BEGIN INFORMATION GIVEN

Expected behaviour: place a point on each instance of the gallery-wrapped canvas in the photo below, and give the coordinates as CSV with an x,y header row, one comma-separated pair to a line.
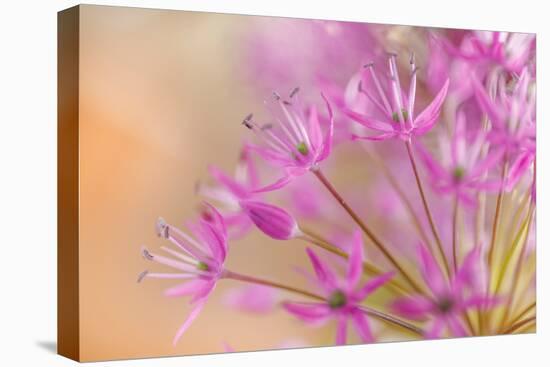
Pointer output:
x,y
240,183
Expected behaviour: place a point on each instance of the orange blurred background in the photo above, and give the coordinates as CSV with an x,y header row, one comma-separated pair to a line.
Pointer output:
x,y
161,97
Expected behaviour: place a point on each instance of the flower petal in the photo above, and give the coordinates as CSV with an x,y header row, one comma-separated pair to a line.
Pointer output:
x,y
430,271
486,104
430,114
362,326
341,330
281,182
456,327
308,312
436,329
324,274
327,143
371,123
373,284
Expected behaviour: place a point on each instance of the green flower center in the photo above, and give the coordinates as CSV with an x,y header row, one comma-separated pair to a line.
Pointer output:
x,y
203,266
337,299
302,148
445,305
395,115
458,173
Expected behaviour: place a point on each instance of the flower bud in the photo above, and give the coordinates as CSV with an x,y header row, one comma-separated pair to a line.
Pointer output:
x,y
273,221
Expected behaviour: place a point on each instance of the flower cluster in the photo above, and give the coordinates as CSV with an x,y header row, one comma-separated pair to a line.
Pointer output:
x,y
453,147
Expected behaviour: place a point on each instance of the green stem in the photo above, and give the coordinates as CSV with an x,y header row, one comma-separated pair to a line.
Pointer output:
x,y
455,234
519,325
370,234
369,311
317,240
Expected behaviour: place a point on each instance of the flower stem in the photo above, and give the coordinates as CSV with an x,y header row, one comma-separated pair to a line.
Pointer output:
x,y
250,279
371,312
496,218
408,144
517,268
520,324
525,311
392,320
492,245
317,240
399,191
370,234
455,234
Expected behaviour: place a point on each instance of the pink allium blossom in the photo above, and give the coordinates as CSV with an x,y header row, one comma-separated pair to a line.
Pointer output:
x,y
462,168
510,50
449,301
199,260
246,210
343,296
512,116
294,142
395,107
252,298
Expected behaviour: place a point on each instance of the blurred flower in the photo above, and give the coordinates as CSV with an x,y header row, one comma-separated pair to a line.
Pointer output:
x,y
198,260
343,296
512,116
271,220
229,191
450,300
253,298
462,169
512,51
395,116
281,51
295,142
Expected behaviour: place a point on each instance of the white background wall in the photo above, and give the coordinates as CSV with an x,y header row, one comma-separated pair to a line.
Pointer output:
x,y
28,181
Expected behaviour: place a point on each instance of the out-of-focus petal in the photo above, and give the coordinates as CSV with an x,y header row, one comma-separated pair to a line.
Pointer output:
x,y
362,326
431,112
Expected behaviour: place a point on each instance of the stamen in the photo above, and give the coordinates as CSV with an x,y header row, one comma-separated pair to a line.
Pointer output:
x,y
247,120
458,173
146,254
302,148
266,127
203,266
162,228
142,275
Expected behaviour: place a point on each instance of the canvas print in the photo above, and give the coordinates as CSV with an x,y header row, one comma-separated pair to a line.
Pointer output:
x,y
250,183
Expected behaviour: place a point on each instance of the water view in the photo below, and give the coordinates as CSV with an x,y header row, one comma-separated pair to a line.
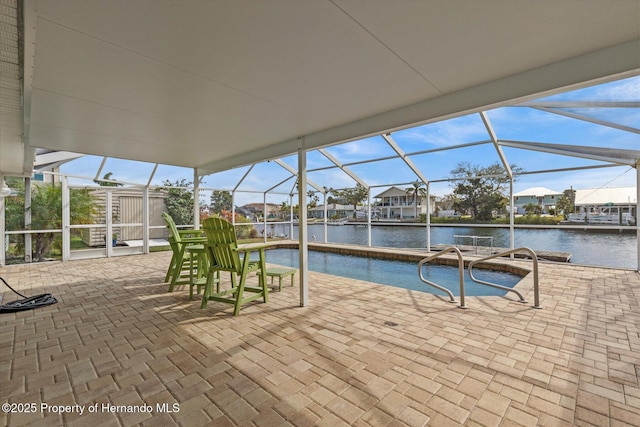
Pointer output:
x,y
606,248
400,274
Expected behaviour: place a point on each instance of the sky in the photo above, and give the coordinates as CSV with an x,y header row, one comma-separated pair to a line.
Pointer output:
x,y
435,163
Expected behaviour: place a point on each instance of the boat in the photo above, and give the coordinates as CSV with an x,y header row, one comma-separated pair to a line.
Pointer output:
x,y
609,215
339,221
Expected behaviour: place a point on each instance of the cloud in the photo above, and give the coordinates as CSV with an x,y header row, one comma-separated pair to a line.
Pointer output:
x,y
441,134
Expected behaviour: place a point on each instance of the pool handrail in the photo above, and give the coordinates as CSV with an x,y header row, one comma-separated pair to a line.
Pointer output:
x,y
534,257
460,272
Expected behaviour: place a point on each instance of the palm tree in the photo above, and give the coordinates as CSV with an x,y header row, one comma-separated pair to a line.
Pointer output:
x,y
284,208
416,189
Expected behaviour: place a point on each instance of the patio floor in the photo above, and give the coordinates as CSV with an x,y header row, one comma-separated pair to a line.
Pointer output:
x,y
359,354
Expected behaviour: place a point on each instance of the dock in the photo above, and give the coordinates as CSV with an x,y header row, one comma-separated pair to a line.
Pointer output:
x,y
488,250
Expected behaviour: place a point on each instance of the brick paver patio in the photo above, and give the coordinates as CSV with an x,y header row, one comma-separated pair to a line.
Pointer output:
x,y
121,349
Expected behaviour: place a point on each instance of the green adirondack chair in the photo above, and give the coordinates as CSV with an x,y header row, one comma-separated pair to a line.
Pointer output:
x,y
179,271
225,255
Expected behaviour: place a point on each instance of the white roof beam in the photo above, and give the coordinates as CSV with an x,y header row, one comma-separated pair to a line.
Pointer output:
x,y
403,156
612,155
579,104
295,172
342,167
494,139
243,178
588,119
598,66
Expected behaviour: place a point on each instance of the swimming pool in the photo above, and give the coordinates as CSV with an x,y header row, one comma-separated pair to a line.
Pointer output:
x,y
400,274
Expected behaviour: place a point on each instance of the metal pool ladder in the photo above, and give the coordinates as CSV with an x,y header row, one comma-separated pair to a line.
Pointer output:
x,y
460,273
534,257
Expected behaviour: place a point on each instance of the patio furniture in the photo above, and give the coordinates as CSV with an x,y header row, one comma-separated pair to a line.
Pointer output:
x,y
198,267
281,273
178,271
224,255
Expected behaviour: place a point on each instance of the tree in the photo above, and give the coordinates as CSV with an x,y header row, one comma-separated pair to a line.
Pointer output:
x,y
481,189
284,209
567,202
221,200
351,196
416,190
313,198
104,182
532,209
179,201
46,213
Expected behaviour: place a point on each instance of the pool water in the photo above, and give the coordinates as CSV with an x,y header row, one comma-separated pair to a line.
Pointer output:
x,y
401,274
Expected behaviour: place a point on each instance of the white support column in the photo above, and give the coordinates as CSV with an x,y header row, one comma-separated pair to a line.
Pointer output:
x,y
302,225
638,214
264,215
369,216
291,216
325,219
66,220
145,220
233,208
196,200
428,217
3,247
512,230
109,218
28,255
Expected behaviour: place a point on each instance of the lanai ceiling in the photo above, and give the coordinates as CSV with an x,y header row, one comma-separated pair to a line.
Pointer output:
x,y
218,84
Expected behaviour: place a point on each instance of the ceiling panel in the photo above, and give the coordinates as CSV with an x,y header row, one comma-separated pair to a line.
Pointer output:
x,y
219,84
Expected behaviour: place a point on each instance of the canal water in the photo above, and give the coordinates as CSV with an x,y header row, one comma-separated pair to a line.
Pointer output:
x,y
607,248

END INFORMATION GIVEN

• WORK REQUIRED
Output the entries above exactly, without their pictures.

• ANSWER TO THE PROBLEM
Expected behaviour: place a point on each instance of the gallery-wrapped canvas in the photo below, and give the coordinates as CSV with an x,y header row, one comma-separated pair to a line.
Pointer output:
x,y
240,183
Expected behaviour: place a point on each instance of the orange blurred background in the photo above, and give the coordinates as CSV with an x,y header row, one comma-separated pair to a line.
Pointer output:
x,y
161,97
Expected behaviour: place a point on each instance of the flower petal in the photo above, and give the coordinates as CSV with an x,y header row, one comma-separated pair to a line.
Pointer output:
x,y
430,271
486,104
430,114
362,326
341,330
281,182
456,327
308,312
436,329
324,274
327,143
371,123
373,284
Expected behaviour: place a point on each instance of the green flower center in the photo above, and give the coordinates as CSV with an x,y header row, one comma-separated pair to a line.
Pointer output:
x,y
203,266
337,299
302,148
445,305
395,115
458,173
Expected behaviour: place a point on each instance of the flower bud in the photo above, and give the coordinates as CSV with an x,y header row, one comma-separated pair to a line.
Pointer output:
x,y
273,221
Expected behaviour: place a point on each instance of the flower cluster in the photo above, and give the coordinates as CSV with an x,y header row, one comma-separated pair to a line.
Pointer output:
x,y
453,147
Expected behaviour: place a point on each instance of the green stem in the photo above, and give the coordinates as CSV with an x,y header row, one comma-separated pair to a line.
Pointer output:
x,y
455,234
519,325
370,234
369,311
317,240
Expected behaviour: place a point on each instance of the flower stem in the photo above, and give the coordinates as CSV with an x,y header row, one comma-separated pair to a line.
Pointer output:
x,y
250,279
371,312
496,218
408,144
517,268
520,324
525,311
392,320
492,245
317,240
399,191
370,234
455,234
Expected behaviour: place a point on each instance of the pink allium blossom in the photo above, and give the coordinates as CSV with an x,y header row, one comma-separated pair to a line.
Pointer output:
x,y
462,168
510,50
449,301
199,260
246,210
343,296
512,116
294,142
395,107
252,298
Expected behaviour: place a point on each instance of the blurred flower in the photo above, and give the coordinates as CSV with an x,y header row, one comma-separated pair to a line.
Pointer output:
x,y
198,260
343,296
512,116
271,220
229,191
450,300
253,298
462,169
512,51
395,116
281,51
295,142
Expected behaviour: place a point on each instance of the white background wall in the photo above, and give the coordinates as CSV with an x,y header row, one comma-separated pair to a line.
Pointer output:
x,y
28,181
Expected behaviour: place a point on each instance of the out-of-focus petal in the photo above, and give the coordinates as CSV with an x,y header row, one comma-separated pair to a line.
Pointer output:
x,y
362,326
431,112
Expected behaviour: place a point on each instance of the stamen in the photo above, and give the coordinates as CSV with an x,y header row, one comma-separated pair to a line.
Pointer output:
x,y
247,120
458,173
146,254
302,148
266,127
203,266
162,228
142,275
Expected behaviour: place a point on each instance of the canvas print in the photo above, and give the coordinates as CSV with an x,y header row, one comma-separated pair to a line.
Pointer output:
x,y
250,183
Expected behaviour: place a point on each instance of the water view in the photo below, and give the coordinates as CSV with an x,y header row, one comma-separated pair to a line.
Pointer output:
x,y
606,248
400,274
Expected behaviour: place a point on each instance of the sky in the photo above, and give the coordinates as CSV with an x,y header row, one comma-separated pair to a line.
Pointer output:
x,y
435,163
Expected behaviour: place a point on each instance of the boat in the photo above, and give the coordinates as CSV with an x,y header row, one comma-separated pair to a line.
Pointer output:
x,y
609,215
339,221
Expected behaviour: place a point on each instance of the cloud in the photo above, and give the coordinates as CSV with an x,y header row, one comma-separated pair to a line.
Pointer output:
x,y
441,134
Expected behaviour: place a point on each instance of the pool handrail in the photo above, and give the coordinates as CSV with an x,y header row, one comma-separated pair to a line.
Pointer output:
x,y
534,257
460,272
Expected behaviour: place a point on each instance of the palm tree in the photo above, and give the coordinates as CSV with an x,y header row, one comma-separated pair to a line.
Pointer output:
x,y
284,208
416,189
Expected behaviour: place a point on each instance of the patio floor in the photo above, and give the coordinates as CSV with an x,y header row, one comma-separated pair to a line.
Pointer output:
x,y
359,354
Expected behaviour: place a point on each instance of the dock in the photo above, and give the coordinates as CSV with an x,y header row, one comma-separated pair to a line.
Pointer output:
x,y
488,250
Expected behaviour: place a point on each instance of the brick paver patio in the photo above, and give the coordinates as CSV with an x,y header row, one comma-separated pair to a line.
Pointer output:
x,y
121,349
Expected behaviour: place a point on each instance of the green adirondack chair in the photo above, and give the coordinates as CSV with an x,y header row, one comma-separated pair to a line.
Pointer output:
x,y
179,271
225,255
Expected behaviour: place a point on each instance of the white roof beam in the photo above, and give the coordinates as CSV with an x,y header row, one comma-separated pair to a line.
Pointer output:
x,y
403,156
612,155
579,104
295,172
342,167
494,139
243,178
588,119
598,66
Expected behaviour: place a point on each instance of the swimming pool in the photo above, and give the coordinates as CSV with an x,y header row, one comma-separated pair to a line.
Pointer output:
x,y
400,274
Expected behaviour: place a point on each instance of the metal pool ladder in the photo above, and give the coordinates as CSV with an x,y header row, one comma-separated pair to a line.
Pointer output:
x,y
460,273
534,257
Expected behaviour: place a point on each instance of the patio furniture in the photo above, and give the coordinates as CSV with an x,y header row, one comma-separated pair to a line.
Pointer output:
x,y
198,267
281,273
178,271
224,255
Expected behaviour: place a point on each instance of the tree in the photo above, and give the coordinates as CSV with an x,y header row, one comma-separated pair to a line.
Pointer output:
x,y
481,189
284,209
567,202
221,200
351,196
416,190
313,198
104,182
532,209
179,201
46,213
Expected behaviour: place a point on each instance of the pool water in the photo above, and give the coordinates as CSV with an x,y header row, one comma-separated pair to a line.
Pointer output:
x,y
401,274
Expected behaviour: place a point on each instance of the white support column in the photo above, and give the coordinates as CSV with an x,y header row, one comma-separated pair to a line.
Pointer output:
x,y
302,225
638,214
264,215
369,216
291,216
325,219
66,220
145,220
233,208
196,200
428,217
3,247
512,230
109,218
28,255
Expected behaviour: place a point on each instance of the lanai ceiling in the photo above, and give the coordinates as CSV with an x,y header row, one comma-separated pair to a line.
Pointer output:
x,y
218,84
Expected behaviour: place a point on each instance of the ceiling panel in the photo above, and give the coordinates as CSV with an x,y header row, one comma-separated pair to a line.
Pointer output:
x,y
219,84
Expected behaviour: place a point on each instance of the canal water in the photo above, and give the coordinates as CSV with an x,y header row, one comma-separated pair to a line.
Pointer output:
x,y
607,248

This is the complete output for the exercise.